### Work instructions
Below are the entries. Transcribe exactly the lines from the one with "Each point like <point>31,576</point>." through the one with "tag the white tank", ends included, and leave out all others.

### Source data
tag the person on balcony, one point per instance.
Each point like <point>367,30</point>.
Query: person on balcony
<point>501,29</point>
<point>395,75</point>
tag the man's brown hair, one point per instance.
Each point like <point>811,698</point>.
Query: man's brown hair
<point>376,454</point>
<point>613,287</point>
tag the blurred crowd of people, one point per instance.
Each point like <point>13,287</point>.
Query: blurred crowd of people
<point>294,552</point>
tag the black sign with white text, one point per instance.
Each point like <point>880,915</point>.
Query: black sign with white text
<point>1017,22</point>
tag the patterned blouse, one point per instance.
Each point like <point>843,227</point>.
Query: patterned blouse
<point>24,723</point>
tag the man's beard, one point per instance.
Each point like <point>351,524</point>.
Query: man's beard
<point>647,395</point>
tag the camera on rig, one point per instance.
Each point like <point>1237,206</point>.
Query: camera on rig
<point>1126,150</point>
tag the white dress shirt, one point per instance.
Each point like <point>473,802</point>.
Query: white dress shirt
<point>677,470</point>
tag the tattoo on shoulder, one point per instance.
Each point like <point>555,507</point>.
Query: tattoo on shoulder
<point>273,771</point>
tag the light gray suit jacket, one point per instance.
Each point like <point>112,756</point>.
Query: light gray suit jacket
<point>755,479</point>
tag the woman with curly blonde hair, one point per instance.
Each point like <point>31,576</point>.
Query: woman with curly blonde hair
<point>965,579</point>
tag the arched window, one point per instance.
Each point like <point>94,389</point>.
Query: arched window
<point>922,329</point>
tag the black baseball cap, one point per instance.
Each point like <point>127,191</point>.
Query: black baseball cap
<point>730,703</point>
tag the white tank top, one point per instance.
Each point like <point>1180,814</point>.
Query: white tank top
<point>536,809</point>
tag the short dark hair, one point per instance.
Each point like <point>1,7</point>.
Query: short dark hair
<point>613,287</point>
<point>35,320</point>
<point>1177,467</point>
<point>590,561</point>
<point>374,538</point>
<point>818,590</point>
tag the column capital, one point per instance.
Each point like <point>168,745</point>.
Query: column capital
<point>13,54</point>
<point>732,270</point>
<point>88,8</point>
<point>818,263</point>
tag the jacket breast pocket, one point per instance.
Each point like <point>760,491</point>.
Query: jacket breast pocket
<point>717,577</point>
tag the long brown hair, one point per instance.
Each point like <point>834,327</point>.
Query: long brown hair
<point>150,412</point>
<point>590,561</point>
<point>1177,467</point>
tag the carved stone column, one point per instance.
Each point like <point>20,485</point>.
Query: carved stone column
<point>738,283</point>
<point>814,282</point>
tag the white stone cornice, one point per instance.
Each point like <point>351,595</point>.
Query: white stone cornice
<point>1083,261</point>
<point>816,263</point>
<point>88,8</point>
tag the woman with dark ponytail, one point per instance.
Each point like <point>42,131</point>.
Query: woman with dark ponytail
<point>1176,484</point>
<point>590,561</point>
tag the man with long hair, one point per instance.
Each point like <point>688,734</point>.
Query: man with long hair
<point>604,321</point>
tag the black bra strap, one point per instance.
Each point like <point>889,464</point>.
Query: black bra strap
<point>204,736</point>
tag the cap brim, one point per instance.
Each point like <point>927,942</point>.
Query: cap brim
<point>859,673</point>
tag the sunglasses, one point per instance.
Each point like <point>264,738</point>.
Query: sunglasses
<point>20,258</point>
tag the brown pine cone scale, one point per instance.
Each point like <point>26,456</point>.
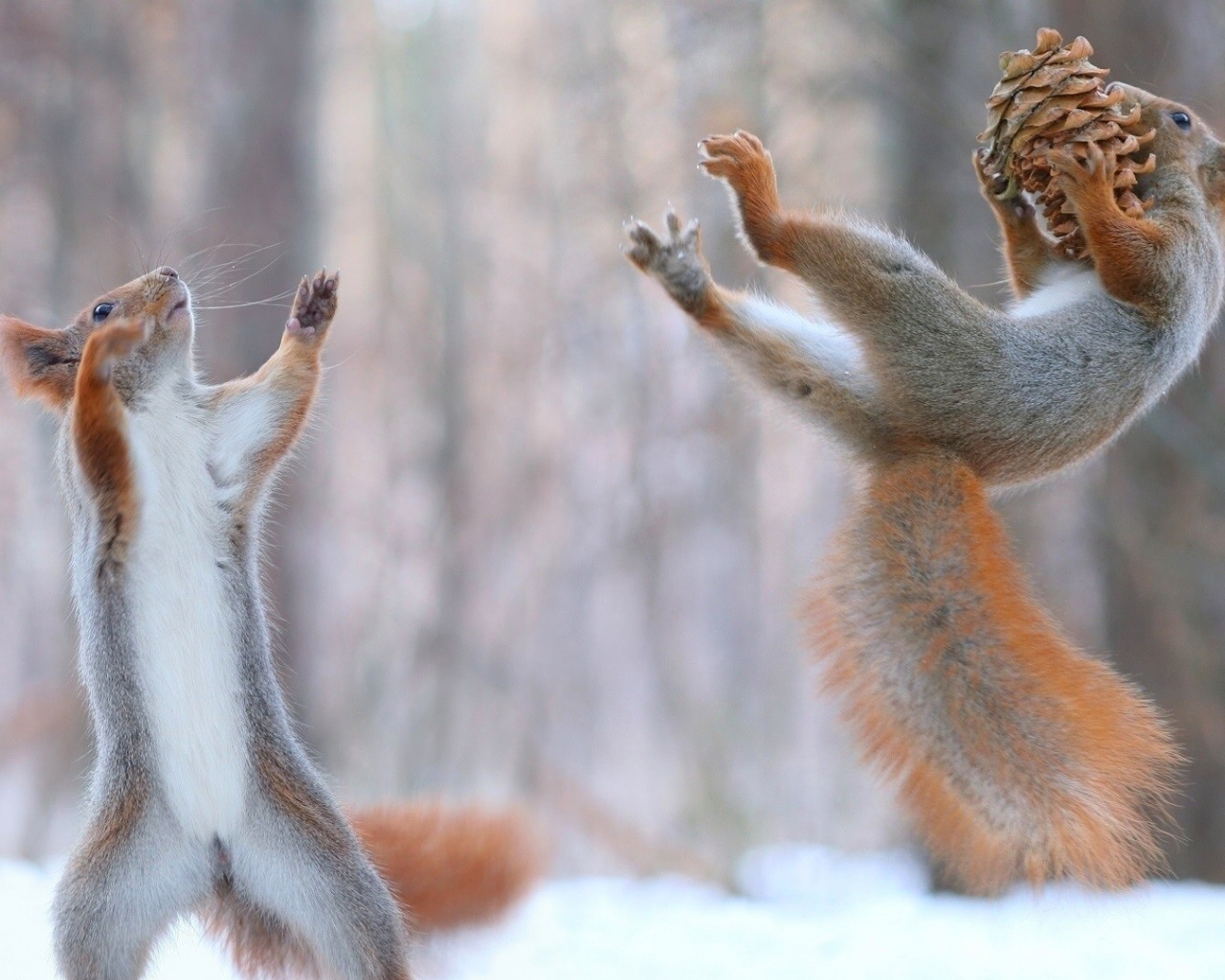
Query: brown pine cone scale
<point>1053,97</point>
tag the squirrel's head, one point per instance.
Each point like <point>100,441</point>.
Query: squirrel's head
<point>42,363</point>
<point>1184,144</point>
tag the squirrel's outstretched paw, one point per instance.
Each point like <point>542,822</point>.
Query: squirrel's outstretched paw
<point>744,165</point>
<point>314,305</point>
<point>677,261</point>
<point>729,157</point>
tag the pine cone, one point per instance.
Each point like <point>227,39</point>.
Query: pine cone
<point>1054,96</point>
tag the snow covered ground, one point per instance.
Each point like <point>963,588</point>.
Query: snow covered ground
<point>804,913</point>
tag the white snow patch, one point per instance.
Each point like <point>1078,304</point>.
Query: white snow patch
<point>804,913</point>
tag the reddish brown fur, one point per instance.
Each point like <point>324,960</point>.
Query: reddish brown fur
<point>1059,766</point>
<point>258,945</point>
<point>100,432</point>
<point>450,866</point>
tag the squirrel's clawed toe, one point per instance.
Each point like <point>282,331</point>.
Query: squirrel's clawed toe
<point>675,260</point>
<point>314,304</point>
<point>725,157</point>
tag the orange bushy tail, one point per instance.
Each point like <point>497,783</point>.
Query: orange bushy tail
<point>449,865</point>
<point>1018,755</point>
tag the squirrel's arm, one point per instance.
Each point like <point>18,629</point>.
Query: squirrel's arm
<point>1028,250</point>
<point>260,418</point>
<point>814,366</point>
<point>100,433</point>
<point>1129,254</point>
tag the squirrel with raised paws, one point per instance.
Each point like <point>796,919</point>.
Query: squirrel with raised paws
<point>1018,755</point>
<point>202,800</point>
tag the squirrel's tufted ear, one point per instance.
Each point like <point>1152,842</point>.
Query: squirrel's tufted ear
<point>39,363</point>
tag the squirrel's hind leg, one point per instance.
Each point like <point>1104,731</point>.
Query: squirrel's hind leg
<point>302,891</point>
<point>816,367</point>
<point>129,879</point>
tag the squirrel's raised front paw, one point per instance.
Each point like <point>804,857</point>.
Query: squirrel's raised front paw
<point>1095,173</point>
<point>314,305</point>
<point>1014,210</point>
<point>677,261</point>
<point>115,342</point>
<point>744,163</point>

--

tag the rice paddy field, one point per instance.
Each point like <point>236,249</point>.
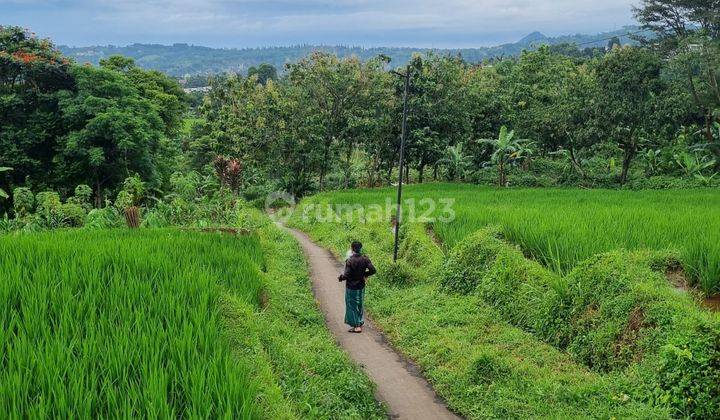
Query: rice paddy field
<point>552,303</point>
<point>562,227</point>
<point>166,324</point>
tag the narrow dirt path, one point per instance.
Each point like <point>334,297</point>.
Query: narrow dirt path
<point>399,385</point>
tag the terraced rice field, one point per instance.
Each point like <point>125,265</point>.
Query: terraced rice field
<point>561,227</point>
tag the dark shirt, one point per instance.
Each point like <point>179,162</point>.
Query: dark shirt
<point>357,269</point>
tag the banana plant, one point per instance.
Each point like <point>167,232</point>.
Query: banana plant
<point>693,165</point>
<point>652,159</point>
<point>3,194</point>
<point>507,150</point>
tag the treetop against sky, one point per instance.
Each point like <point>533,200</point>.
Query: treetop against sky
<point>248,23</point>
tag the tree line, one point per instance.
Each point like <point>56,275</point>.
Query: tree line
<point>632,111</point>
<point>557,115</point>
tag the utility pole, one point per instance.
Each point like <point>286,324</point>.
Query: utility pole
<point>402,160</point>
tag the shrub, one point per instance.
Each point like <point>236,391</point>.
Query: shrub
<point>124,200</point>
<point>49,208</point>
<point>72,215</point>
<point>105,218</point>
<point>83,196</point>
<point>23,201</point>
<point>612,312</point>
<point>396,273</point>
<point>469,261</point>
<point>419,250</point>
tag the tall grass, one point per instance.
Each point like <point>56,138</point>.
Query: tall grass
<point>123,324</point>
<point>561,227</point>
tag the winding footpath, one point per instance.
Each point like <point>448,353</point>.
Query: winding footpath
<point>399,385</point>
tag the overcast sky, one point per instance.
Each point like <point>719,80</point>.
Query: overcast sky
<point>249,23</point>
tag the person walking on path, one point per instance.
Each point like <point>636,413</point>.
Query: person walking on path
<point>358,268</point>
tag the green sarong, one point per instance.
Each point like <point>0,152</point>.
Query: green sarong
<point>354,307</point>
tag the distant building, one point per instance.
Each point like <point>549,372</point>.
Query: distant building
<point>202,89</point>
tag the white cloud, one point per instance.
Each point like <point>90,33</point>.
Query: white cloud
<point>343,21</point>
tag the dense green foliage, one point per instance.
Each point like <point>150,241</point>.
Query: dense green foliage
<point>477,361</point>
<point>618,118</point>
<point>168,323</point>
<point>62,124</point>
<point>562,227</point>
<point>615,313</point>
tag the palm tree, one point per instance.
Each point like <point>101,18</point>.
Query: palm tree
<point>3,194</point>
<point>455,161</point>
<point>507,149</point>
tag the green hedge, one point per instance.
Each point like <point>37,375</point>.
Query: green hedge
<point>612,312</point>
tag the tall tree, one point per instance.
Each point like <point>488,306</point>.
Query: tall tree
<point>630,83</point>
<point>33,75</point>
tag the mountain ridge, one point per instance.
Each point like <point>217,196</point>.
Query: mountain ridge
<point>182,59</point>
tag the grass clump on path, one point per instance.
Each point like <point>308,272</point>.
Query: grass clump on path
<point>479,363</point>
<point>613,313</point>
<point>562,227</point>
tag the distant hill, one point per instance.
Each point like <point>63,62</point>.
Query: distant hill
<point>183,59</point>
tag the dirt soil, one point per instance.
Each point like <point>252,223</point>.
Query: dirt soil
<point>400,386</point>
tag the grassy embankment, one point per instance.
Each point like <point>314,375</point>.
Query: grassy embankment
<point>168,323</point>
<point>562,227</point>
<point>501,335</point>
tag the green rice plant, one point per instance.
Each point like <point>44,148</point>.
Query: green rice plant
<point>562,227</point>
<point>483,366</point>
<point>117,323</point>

### Result
Each point like <point>31,576</point>.
Query: woman with curly blonde hair
<point>965,579</point>
tag the arched window, one point per instance.
Each point like <point>94,389</point>.
Query: arched window
<point>922,329</point>
tag the black baseball cap, one point per instance.
Each point like <point>127,191</point>.
Query: black baseball cap
<point>730,703</point>
tag the white tank top, one point per instance.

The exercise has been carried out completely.